(Records for the exercise):
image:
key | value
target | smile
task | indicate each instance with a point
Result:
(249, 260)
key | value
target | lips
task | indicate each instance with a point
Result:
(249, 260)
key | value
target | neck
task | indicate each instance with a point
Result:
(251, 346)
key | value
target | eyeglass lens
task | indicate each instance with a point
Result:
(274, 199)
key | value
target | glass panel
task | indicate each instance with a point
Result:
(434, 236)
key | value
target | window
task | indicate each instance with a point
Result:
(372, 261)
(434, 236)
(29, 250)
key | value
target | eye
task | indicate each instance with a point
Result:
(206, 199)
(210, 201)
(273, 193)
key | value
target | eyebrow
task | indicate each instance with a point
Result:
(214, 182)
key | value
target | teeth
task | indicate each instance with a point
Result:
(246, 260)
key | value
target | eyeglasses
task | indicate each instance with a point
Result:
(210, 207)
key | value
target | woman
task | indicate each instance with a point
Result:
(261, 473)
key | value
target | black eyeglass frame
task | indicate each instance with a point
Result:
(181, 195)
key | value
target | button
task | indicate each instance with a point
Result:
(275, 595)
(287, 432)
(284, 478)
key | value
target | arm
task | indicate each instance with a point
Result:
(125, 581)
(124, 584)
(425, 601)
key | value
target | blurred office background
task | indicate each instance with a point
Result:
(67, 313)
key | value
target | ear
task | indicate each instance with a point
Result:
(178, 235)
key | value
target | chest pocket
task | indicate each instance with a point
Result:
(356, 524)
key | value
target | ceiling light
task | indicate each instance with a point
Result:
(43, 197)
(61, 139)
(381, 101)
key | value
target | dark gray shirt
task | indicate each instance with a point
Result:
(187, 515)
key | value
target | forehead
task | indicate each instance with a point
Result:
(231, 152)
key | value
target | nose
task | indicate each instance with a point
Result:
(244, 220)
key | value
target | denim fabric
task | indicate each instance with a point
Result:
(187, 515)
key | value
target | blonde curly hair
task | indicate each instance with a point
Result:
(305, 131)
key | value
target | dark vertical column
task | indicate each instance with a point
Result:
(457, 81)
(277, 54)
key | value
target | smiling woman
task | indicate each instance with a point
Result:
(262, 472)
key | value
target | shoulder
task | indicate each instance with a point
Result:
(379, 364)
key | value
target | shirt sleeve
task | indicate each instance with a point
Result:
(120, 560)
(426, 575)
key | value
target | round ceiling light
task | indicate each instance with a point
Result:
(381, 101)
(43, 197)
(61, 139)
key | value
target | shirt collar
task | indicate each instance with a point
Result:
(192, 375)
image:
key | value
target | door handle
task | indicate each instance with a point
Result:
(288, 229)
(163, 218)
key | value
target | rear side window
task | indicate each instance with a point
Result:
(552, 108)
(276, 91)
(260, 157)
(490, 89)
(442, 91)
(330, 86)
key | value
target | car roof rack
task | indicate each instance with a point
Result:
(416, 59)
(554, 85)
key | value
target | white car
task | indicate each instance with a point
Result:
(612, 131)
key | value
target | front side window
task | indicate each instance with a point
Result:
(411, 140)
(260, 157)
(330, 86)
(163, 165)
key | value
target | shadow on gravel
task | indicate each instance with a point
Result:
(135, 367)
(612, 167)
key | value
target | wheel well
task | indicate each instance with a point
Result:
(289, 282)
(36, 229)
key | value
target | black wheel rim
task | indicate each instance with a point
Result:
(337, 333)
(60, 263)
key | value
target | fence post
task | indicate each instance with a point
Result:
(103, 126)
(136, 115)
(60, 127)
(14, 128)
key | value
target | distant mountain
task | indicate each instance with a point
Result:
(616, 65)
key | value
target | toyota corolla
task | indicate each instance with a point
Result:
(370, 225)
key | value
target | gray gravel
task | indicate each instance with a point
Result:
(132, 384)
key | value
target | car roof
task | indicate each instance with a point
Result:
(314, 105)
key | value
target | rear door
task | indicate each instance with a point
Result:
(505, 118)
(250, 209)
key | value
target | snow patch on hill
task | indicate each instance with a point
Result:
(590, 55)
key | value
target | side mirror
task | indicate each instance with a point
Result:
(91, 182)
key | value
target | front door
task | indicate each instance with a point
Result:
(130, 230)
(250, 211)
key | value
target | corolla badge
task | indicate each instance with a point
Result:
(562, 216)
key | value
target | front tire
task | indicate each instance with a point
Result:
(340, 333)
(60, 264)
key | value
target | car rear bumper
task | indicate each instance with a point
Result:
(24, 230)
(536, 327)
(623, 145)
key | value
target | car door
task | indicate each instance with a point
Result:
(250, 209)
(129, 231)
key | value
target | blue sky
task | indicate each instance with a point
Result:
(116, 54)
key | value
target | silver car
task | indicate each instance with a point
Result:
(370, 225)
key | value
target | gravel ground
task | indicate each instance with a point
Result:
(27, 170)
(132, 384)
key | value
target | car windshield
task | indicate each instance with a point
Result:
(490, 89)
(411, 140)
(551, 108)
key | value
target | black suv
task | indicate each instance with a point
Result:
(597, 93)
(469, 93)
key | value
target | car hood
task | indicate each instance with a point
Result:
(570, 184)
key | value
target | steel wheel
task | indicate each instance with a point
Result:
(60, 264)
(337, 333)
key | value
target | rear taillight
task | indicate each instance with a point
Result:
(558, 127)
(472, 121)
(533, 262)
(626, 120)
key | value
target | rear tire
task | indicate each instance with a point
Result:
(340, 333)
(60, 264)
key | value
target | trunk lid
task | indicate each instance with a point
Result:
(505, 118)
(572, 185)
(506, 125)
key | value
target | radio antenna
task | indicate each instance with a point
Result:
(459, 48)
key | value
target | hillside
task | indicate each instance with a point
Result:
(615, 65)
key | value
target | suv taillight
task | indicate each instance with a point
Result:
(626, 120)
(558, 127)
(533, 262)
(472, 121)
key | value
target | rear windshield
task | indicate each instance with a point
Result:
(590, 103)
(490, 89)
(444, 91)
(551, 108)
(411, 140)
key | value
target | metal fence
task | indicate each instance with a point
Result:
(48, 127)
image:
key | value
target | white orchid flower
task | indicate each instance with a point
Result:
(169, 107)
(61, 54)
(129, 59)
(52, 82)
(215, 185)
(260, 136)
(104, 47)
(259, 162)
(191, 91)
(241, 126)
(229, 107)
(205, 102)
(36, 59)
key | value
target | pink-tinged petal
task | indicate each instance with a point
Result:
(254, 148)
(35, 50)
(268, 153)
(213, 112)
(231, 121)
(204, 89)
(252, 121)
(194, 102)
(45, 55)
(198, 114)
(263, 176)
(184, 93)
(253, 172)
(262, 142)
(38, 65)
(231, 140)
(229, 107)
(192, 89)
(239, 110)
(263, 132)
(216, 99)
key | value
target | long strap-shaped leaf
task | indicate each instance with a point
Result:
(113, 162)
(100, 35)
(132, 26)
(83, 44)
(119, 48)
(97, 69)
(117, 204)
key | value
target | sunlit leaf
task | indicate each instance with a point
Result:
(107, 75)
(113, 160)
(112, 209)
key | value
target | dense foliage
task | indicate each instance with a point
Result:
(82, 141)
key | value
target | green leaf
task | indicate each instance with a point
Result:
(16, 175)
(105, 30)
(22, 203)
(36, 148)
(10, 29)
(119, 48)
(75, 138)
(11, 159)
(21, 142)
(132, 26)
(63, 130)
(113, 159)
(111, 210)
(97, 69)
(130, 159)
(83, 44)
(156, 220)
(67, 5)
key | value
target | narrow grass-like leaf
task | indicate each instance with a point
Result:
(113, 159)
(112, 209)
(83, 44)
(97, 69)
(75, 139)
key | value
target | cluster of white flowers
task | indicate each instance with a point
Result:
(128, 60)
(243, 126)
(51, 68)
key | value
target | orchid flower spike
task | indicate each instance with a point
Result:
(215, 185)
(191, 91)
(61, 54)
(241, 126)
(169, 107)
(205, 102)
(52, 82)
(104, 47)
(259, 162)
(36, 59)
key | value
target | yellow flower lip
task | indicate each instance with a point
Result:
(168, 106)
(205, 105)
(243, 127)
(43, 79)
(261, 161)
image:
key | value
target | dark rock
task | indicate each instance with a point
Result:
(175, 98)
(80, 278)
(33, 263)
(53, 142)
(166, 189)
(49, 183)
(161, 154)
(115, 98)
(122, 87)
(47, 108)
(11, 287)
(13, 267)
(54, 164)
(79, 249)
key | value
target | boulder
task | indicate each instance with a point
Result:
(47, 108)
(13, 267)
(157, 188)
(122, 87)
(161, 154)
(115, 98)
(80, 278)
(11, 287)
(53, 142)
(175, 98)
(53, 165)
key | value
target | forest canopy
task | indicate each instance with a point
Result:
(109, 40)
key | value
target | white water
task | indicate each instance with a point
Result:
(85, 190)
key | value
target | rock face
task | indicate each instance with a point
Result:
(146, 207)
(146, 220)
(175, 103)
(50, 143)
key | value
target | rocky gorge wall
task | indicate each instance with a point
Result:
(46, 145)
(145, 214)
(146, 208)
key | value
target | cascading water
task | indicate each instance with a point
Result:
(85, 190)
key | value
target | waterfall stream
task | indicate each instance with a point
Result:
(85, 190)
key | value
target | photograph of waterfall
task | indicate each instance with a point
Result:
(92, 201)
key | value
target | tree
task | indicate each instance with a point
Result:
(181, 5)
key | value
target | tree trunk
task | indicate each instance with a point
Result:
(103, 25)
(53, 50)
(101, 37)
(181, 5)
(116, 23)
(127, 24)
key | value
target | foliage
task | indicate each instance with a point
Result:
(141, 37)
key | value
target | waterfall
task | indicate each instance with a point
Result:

(Problem): Scan the records above for the word "black". Show each line in which it appears.

(Solution to the problem):
target | black eyeglass frame
target | black wheel rim
target | black suv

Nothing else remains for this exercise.